- Extract:
Not sure what you mean by this. Blur is only due to focus distances and
aperture sizes. Making the depth of field narrower (making the OOF regions
more blurry) does not add detail to the areas that are _in_ focus. Usually,
it's even the other way around.

Example:

Say we shoot a portrait of a person at 5m with a forest 30m away in the
background, at 3 different apertures: f/1.4, f./11 and f/20

At the largest aperture (f/1.4) the background will be completely out of focus
and the face of the subject will have sharpness at "80%" of what my
lens/sensor combo can do in terms of resolution. The less-than-excellent
subject sharpness is because lenses aren't perfect and using the largest
aperture will reveal this. Even if you use an expensive professional lens, it
will have it's maximum sharpness at some aperture that is smaller than the
largest. What does happen in the shallow DOF shot is that we have a form of
perceived sharpness (usually referred to as "pop") which is an effect that is
simply due to the fact that the subject is so distinct from the background.

[Recorded data]
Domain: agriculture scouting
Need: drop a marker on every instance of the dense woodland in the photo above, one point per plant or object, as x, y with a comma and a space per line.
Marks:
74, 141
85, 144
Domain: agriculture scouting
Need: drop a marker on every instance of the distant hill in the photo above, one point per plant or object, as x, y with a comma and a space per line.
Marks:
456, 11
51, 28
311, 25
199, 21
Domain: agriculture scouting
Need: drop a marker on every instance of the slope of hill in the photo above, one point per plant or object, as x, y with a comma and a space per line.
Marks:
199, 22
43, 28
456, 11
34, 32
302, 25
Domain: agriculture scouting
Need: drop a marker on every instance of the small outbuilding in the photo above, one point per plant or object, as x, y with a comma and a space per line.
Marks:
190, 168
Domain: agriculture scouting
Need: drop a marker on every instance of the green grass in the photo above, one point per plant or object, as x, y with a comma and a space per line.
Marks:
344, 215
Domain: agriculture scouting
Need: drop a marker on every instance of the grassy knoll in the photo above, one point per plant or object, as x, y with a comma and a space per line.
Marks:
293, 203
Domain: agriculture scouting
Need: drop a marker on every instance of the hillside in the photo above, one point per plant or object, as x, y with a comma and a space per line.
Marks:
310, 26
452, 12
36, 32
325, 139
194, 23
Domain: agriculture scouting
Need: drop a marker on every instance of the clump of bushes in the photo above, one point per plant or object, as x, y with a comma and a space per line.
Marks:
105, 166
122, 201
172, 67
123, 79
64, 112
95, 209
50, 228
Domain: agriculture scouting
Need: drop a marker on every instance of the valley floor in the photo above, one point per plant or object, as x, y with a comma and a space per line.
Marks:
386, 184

- Directions:
**a.** Translate this sentence from the post on aperture and blur into Spanish: "Blur is only due to focus distances and aperture sizes."
**b.** List the three apertures at which the portrait is shot in the example of the post on aperture and blur.
**c.** Rewrite the passage of the post on aperture and blur starting at "Say we shoot" and ending at "from the background.", putting "eyes" in place of "face".

- Responses to the exercise:
**a.** El desenfoque se debe únicamente a las distancias de enfoque y a los tamaños de apertura.

**b.** f/1.4, f./11, f/20

**c.**
Say we shoot a portrait of a person at 5m with a forest 30m away in the
background, at 3 different apertures: f/1.4, f./11 and f/20

At the largest aperture (f/1.4) the background will be completely out of focus
and the eyes of the subject will have sharpness at "80%" of what my
lens/sensor combo can do in terms of resolution. The less-than-excellent
subject sharpness is because lenses aren't perfect and using the largest
aperture will reveal this. Even if you use an expensive professional lens, it
will have it's maximum sharpness at some aperture that is smaller than the
largest. What does happen in the shallow DOF shot is that we have a form of
perceived sharpness (usually referred to as "pop") which is an effect that is
simply due to the fact that the subject is so distinct from the background.